> _TEXT SECTION_
Hacker Newsnew | past | comments | ask | show | jobs | submitlogin

I'm dealing with this very question right now, only I'm coming from a different angle. I've already picked the language, but I'm attempting to build a framework in it that makes it work in a very different domain.

What I'm working on is sort of an answer to node.js. It is a coffeescript platform (use js if you prefer) built on top of erlang. So, the coffeescript runs in an erlang environment. This means, when you call into the DB, this spawns off an erlang process. Your collection of coffeescript functions can be executed on any number of cores, or any number of hosts. In fact, your handler for a web request can be spread out all over a cluster, with each function running on the node that has the data... or it can all run on a single node, but across many processes. (to some extent the amount of distribution will be controllable as a configuration parameter-- so if you're doing processing that analyzes big data, you can move your code to the data and run it there, lowering the cluster communications load, but if the data is small, it may make sense to keep handling a request constrained to a single node where everything is conveniently in RAM.)

This is accomplished by compiling the coffeescript in to javascript and running the javascript on a vm, specifically erlang_js, though I'm looking at going with V8 via erlv8. Your code and the libraries are all rendered into a single ball of javascript that we'll call the "application" that is handed off to various nodes.

How do I plan to get sequential code to work in a fundamentally distributed environment? That's the $64,000 question and why I'm bringing this up here-- I could be doing it wrong.

The plan is simple: 1. The developer needs to know that their application is not running in a single environment and account for that. 2. Each entry-point provided by the developer to the platform's API is assumed that it could be running in isolation in a separate process. 3. There's a shared context that all the processes have access to. (an in-RAM Riak database where the bucket is unique to a given request, but the keys are up to the developer.) 4. The APIs let the developer give callback functions which will be called when the data is available. (EG: "Go fetch a list of blog posts" could have a callback that is invoked when the list is returned from Riak. 5. There's a set of known phases that each request goes thru, in a known sequence, and we don't move on to the next phase until the processes spawned by the previous phase are finished. All of the phases are optional, so the developer can implement as many as they want or only a single one. The phases are: init, setup, start, query, evaluate, render, composite, finish functions. The assumption is that you can get your app to work with 9 opportunities to do a bunch of DB queries and get the results. 6. Init will be called when the request comes in. Init can cause any number of processes to be started (DB queries, or map reduce, etc.) They will all be finished, and their callbacks called (if any) before setup is called. Setup can also spin up any number of processes, and so on. All of these are optional and a hello world app might just implement one (it doesn't matter which.)

So, the developer can write in a sequential style, they are called regularly in sequence and know for each phase the previous phase's queries will have data. Each phase can cause more queries, or even spin up other apps, that will be rendered before the next phase. And they get the results from a context that is always available.

This way, init, start ,query and render could all run on different nodes, though they would run in sequence and each one would have access to the shared context for the query.

> _PROVIDED RECORDS_
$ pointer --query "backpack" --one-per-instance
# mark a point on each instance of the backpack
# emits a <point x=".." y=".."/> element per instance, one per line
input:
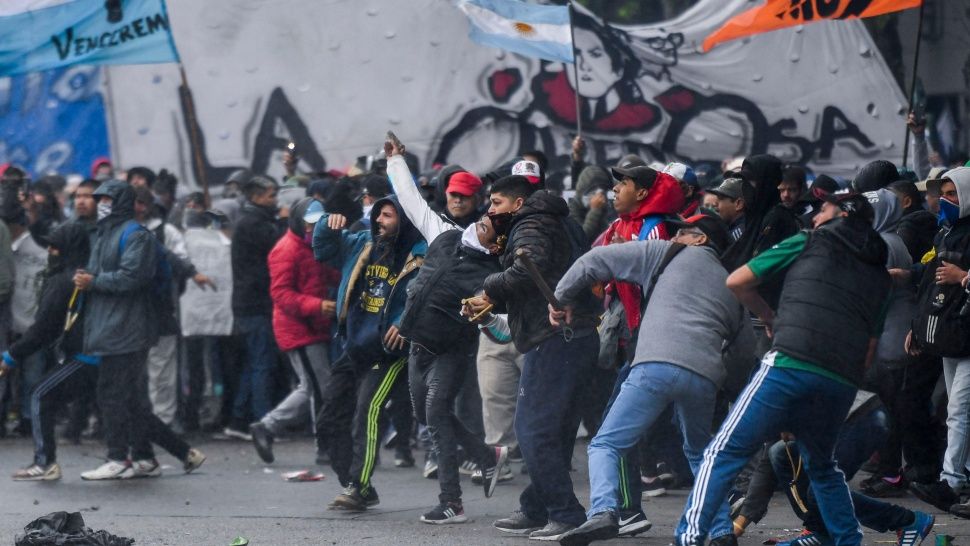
<point x="163" y="278"/>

> _TASK OBJECTIVE_
Retype the comment from "Hacker Newsnew |" to "very different domain.". The rows are separate material, apart from the comment.

> _COMPLETED EXERCISE_
Hacker Newsnew | past | comments | ask | show | jobs | submitlogin

I'm dealing with this very question right now, only I'm coming from a different angle. I've already picked the language, but I'm attempting to build a framework in it that makes it work in a very different domain.